**PROBLEM STATEMENT:** Write out every line of the entries below as a numbered list, skipping any blank lines.

[Location labeling entries]
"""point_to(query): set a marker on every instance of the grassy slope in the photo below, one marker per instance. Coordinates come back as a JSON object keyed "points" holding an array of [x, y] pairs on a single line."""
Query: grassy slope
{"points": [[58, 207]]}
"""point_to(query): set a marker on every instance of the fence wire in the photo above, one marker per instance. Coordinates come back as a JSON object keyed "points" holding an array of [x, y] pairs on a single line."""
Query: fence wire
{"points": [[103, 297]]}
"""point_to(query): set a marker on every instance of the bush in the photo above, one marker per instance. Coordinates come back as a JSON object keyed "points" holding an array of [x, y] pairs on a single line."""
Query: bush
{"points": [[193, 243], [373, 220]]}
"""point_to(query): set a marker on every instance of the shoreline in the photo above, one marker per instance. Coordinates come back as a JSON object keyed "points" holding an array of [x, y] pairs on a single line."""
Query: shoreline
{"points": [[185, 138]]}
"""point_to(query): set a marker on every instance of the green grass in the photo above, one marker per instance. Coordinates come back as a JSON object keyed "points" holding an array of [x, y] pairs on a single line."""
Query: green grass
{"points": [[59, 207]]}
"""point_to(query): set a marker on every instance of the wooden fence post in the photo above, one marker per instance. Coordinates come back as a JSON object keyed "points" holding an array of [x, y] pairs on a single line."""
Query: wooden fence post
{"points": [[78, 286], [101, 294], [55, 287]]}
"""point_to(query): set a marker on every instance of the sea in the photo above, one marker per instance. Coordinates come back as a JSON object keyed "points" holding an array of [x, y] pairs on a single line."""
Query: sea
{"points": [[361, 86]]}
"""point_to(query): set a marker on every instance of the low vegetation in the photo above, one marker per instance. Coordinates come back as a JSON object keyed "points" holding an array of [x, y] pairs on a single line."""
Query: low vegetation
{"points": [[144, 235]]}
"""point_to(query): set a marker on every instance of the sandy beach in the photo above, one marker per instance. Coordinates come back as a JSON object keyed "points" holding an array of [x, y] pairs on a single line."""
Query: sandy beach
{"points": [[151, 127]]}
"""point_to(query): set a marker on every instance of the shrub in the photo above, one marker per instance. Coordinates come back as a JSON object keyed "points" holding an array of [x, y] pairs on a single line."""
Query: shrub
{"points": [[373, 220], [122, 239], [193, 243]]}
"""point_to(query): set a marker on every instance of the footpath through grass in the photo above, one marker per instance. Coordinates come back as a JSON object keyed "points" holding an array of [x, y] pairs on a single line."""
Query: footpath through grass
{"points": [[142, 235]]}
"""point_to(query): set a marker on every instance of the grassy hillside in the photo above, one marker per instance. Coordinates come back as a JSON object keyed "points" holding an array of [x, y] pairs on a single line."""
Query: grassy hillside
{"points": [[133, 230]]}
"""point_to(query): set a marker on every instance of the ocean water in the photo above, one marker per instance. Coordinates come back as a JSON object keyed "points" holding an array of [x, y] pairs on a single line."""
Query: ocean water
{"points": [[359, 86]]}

**EXPECTED OUTPUT:**
1. """point_to(query): set a marker on every instance of the grassy slope in the photo below, one marker per instance. Coordinates come back as a JSON object keyed "points" holding an array of [x, y] pairs on a single line."""
2. Query: grassy slope
3. {"points": [[58, 207]]}
4. """point_to(query): set a marker on every instance of the fence wire in the photo above, one marker per instance. Coordinates come back as a JSON object keyed "points" holding an array of [x, y] pairs on a single line."""
5. Query: fence wire
6. {"points": [[103, 297]]}
7. """point_to(query): set a marker on every instance of the bush in the photo above, one marker per instance. Coordinates come back as a JSON object keyed "points" holding an array of [x, y] pairs on a single line."""
8. Query: bush
9. {"points": [[193, 243], [373, 220]]}
10. """point_to(query): set a marker on every instance of the shoreline in the photo above, one marker per instance. Coordinates come back as a JSON object keyed "points" holding an array of [x, y] pairs on a single line."""
11. Query: shoreline
12. {"points": [[185, 138]]}
13. """point_to(query): set a marker on every instance of the green grass in the photo above, one marker per instance. Coordinates come back as a JSON object keyed "points" holding an array of [x, y] pairs on a single line."""
14. Query: green grass
15. {"points": [[59, 207]]}
16. """point_to(query): set a marker on every instance of the wooden fence post in the photo above, one marker per instance. Coordinates come back as a JSON object keyed "points" holding an array of [x, y] pairs on a single line."""
17. Query: wooden fence post
18. {"points": [[78, 286], [101, 294], [55, 287]]}
19. """point_to(query): set a marker on every instance of the sea in the photo above, one marker per instance. Coordinates come back as a JSON object keyed "points" holding an array of [x, y] pairs on a single line."""
20. Query: sea
21. {"points": [[361, 86]]}
22. """point_to(query): set a marker on every instance of the low vegetation in the photo above, one marker per instance. Coordinates come back as a JSON object keyed "points" holding an array of [x, y] pairs on a single line."""
23. Query: low vegetation
24. {"points": [[144, 235]]}
25. """point_to(query): set a marker on every instance of the sandy beach in the photo above, one marker per instance. Coordinates come back as a JSON object keyed "points" holding an array of [x, y] pairs on a single line."""
26. Query: sandy beach
27. {"points": [[151, 127]]}
28. """point_to(query): set a marker on every instance of the shrub in the photo above, one marker per instance. Coordinates come back as a JSON object keyed "points" holding an array of [x, y] pairs on a single line."""
29. Query: shrub
30. {"points": [[373, 220], [122, 239], [193, 243]]}
31. """point_to(query): set a marker on every instance of the footpath through grass in the photo above, one marker per instance. Coordinates come back as a JSON object keyed "points" holding an array of [x, y] pairs on a single line."""
32. Query: footpath through grass
33. {"points": [[142, 235]]}
34. """point_to(query): set a marker on every instance of the grassy hillside in the photo above, one marker per instance. Coordinates come back as a JSON object keyed "points" holding an array of [x, y] pairs on a single line."""
35. Query: grassy hillside
36. {"points": [[133, 230]]}
37. """point_to(query): set a marker on every instance of the ocean water in the photo above, one marker per instance. Coordinates come back as a JSON object keyed "points" holding an array of [x, y] pairs on a single line."""
38. Query: ocean water
39. {"points": [[359, 86]]}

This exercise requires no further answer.